* WORK REQUIRED:
Look through the listing below for the line containing "Target: navy blazer". Copy it and each line after it up to and including the line containing "Target: green moss patch", exactly, leaving out pictures.

* EXTRACTED INFORMATION:
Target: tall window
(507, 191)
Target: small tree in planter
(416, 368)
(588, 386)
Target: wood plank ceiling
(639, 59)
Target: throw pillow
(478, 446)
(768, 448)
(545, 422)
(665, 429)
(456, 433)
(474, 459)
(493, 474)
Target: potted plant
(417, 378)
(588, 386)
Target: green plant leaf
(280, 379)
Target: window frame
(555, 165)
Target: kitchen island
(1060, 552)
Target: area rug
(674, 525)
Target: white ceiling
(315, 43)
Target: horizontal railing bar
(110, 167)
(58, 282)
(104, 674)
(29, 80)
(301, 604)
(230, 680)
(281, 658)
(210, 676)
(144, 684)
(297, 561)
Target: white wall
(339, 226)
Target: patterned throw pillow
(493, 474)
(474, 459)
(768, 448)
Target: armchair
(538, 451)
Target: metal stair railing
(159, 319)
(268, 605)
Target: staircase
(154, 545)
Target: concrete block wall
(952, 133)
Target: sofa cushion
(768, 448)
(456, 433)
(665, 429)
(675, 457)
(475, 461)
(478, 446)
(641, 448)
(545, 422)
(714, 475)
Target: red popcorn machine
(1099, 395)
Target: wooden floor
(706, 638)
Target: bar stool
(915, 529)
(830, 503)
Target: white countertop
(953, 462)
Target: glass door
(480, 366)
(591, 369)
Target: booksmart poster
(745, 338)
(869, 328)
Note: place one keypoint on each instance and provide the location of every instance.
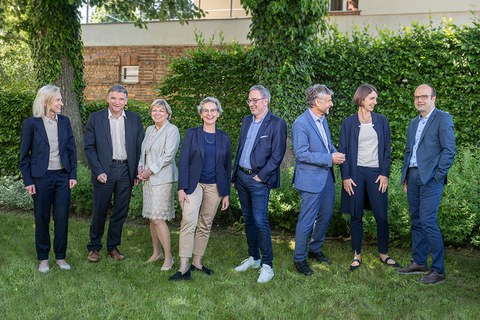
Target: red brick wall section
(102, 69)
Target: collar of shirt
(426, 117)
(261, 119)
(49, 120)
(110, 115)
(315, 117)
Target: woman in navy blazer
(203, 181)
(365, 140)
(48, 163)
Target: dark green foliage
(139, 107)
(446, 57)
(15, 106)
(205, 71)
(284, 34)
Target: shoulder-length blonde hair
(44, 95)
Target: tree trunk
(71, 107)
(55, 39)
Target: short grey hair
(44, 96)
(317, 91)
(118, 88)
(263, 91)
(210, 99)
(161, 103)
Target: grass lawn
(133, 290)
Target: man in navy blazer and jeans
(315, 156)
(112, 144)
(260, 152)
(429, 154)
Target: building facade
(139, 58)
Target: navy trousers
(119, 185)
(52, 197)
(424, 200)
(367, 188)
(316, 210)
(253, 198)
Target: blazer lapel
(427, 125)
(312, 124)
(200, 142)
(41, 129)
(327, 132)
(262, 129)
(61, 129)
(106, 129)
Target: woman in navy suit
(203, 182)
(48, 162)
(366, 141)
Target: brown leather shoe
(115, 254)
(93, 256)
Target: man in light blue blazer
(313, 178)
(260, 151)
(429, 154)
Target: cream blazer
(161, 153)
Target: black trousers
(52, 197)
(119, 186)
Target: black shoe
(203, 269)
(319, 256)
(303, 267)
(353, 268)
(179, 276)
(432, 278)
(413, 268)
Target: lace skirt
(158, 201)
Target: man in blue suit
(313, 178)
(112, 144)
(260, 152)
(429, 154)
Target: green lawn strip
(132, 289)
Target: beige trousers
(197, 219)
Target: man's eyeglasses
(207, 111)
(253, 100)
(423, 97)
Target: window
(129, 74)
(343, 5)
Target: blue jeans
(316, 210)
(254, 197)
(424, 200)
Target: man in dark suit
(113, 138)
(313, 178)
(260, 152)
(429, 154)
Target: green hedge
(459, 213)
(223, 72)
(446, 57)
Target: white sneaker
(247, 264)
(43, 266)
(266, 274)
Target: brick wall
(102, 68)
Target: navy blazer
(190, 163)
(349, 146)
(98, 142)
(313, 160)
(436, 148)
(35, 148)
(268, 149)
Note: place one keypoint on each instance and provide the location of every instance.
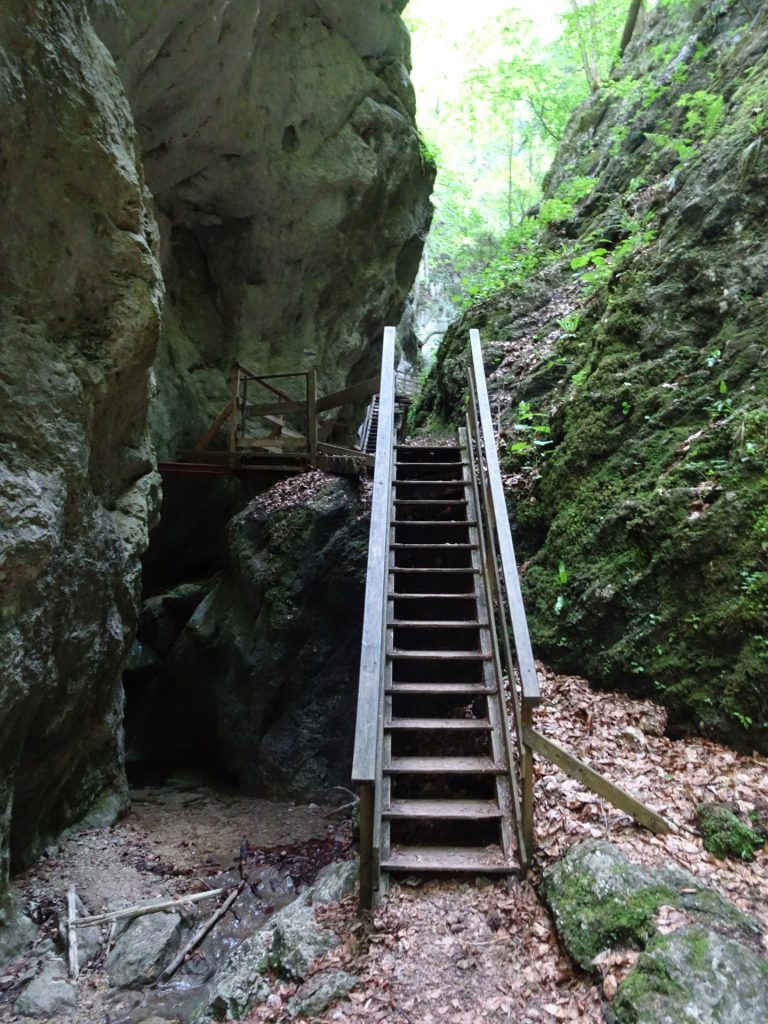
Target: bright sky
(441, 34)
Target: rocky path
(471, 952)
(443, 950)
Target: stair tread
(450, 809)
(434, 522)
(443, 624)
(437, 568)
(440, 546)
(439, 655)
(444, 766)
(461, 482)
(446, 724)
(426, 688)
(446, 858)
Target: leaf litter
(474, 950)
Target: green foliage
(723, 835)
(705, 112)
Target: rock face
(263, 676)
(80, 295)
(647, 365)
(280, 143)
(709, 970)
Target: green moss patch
* * *
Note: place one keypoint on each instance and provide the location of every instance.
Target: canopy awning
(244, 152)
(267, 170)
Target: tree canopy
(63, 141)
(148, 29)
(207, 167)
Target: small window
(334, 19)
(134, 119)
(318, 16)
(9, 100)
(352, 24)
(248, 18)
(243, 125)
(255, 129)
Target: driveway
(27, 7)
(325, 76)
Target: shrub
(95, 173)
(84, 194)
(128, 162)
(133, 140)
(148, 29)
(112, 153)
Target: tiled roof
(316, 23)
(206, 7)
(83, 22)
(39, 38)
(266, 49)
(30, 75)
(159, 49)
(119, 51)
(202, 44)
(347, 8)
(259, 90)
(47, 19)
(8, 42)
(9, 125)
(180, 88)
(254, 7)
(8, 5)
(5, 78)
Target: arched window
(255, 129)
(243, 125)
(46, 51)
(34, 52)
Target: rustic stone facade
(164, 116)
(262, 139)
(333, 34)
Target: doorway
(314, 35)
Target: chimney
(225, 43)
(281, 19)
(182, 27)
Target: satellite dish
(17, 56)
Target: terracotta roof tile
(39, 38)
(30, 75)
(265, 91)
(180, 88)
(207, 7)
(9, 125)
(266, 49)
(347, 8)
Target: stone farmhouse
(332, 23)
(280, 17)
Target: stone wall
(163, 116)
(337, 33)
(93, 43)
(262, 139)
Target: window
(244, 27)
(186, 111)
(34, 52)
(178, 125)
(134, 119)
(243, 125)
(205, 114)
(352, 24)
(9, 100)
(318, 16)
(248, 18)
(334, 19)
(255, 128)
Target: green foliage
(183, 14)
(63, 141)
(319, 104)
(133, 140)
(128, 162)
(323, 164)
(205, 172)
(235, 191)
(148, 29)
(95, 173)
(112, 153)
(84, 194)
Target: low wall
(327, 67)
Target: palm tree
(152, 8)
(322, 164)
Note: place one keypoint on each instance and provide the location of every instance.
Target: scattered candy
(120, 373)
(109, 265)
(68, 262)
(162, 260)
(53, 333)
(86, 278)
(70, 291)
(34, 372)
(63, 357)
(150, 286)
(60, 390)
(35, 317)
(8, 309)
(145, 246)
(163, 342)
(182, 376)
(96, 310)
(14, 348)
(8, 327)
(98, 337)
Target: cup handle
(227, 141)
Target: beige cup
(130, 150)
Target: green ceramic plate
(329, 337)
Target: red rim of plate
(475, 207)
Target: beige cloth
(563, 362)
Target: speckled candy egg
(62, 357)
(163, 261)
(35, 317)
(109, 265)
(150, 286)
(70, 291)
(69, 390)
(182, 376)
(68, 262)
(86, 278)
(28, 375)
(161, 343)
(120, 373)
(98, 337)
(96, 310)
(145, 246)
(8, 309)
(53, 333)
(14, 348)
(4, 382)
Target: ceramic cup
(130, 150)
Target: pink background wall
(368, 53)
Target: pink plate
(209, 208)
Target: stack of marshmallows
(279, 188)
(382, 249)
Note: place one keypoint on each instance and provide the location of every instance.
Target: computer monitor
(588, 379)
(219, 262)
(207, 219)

* TASK ANSWER:
Target: navy blazer
(190, 163)
(349, 146)
(98, 142)
(313, 160)
(436, 148)
(35, 148)
(268, 149)
Note: place one keypoint on each instance and provide the location of every instance.
Target: bright sky
(441, 34)
Target: rocky path
(471, 952)
(443, 950)
Target: stair tread
(450, 809)
(434, 522)
(443, 624)
(437, 568)
(440, 546)
(439, 655)
(444, 766)
(461, 482)
(446, 724)
(426, 688)
(446, 858)
Target: leaf litter
(474, 950)
Target: green foliage
(723, 835)
(705, 112)
Target: rock face
(263, 676)
(80, 295)
(647, 365)
(280, 143)
(709, 970)
Target: green moss patch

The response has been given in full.